:: Extrait de page ::

Thomas Sankara, président du Burkina Faso, est assassiné le 15 octobre 1987, sept jours après son dernier discours public en hommage à Che Guevara. Il n'a jamais joui de la célébrité de son illustre modèle. A tort. Sankara reste le héros de nombreux Africains. Il est le Che africain.
Il persiste un mythe lancinant qui ne veut pas s'effacer : l'Afrique ne serait pas apte à porter des dirigeants responsables. Vraiment ? Aucun pays africain n'a connu la démocratie après la décolonisation. Sans exception, les leaders africains se sont avérés être des autocrates, des hommes corrompus ou des tyrans sanguinaires. Ils ne souhaitaient qu'une seule chose : être le plus riche possible, le plus vite possible. Voilà ce qu'est l'Afrique. Du moins, c'est ce que veulent faire croire les médias de masse des anciennes puissances coloniales.
Les vieux kleenex
Les exemples sont nombreux : Mobutu a fui le Zaïre (Congo) avec une fortune équivalente à la moitié de la dette du pays, le grotesque Bokassa en Centrafrique, l'horrible Idi Amin en Ouganda, Siad Barre en Somalie, Houphouët-Boigny en Côte d'Ivoire et Blaise Compaoré au Burkina Faso. Et j'en passe.

:::
:: Extrait source ::

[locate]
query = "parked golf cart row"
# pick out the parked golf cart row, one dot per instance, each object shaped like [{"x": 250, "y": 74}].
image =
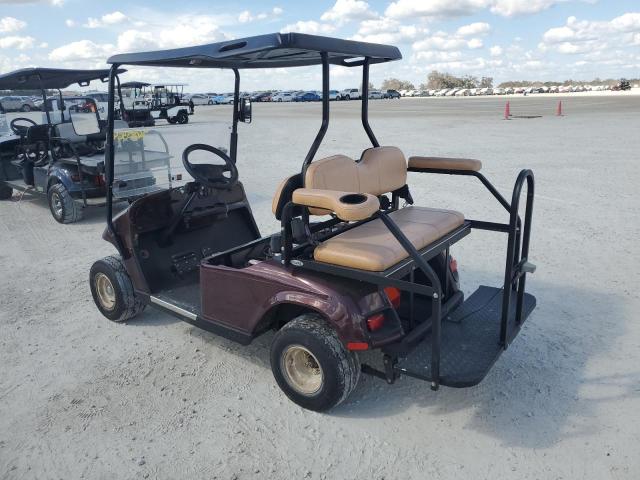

:::

Poursuivez le texte sur Thomas Sankara après sa dernière phrase. Les lignes n'ont aucun rapport avec le texte sur Thomas Sankara.

Ces hommes (il ne s'agit en effet que d' « hommes ») présentaient des similitudes : ils sont arrivés au pouvoir par la violence, forts d'un soutien total et illimité des forces militaires de leurs anciens colonisateurs, de larges fonds mis à disposition par le FMI et la Banque mondiale, la répression et l'exploitation de leur propre peuple. Et tous ont été largués par ces mêmes alliés comme des vieux kleenex une fois qu'ils arrêtèrent de servir les intérêts occidentaux.
L'un des criminels cités ci-dessus s'accroche toujours au pouvoir : Blaise Compaoré au Burkina Faso. Il a accédé au pouvoir par un coup d'Etat il y a 24 ans, le 15 octobre 1987. Ce jour-là, il tue son prédécesseur Thomas Sankara qui avait à peine 38 ans. Sankara était devenu président en 1983 de la Haute Volta après un coup d'Etat militaire contre un dictateur militaire. Ce coup d'Etat avait cependant profité d'un large soutien au sein de la population. L'on en comprendra très vite la raison.
Renault R5
Sankara est celui qui abandonne le nom colonial de Haute Volta et le remplace par Burkina Faso (littéralement : Pays des Hommes Droits = des gens justes). Il ne sera resté que quatre an au pouvoir mais ce furent quatre années incroyables pour le peuple du Burkina Faso. En à peine trois ans, il réussit à rendre le pays autosuffisant pour son alimentation. Le pays était jusqu'alors complètement tributaire de l'aide alimentaire pour combattre les famines qui s'abattait en permanence sur le pays.
Il était le premier dirigeant africain à nommer des femmes ministres (et pas pour les portefeuilles « Affaires féminines » ou « Planning familial »). Il fait interdire la polygamie et approuve des lois contre la violence conjugale. Il partage les terres abandonnées par les chefs tribaux féodaux entre les fermiers.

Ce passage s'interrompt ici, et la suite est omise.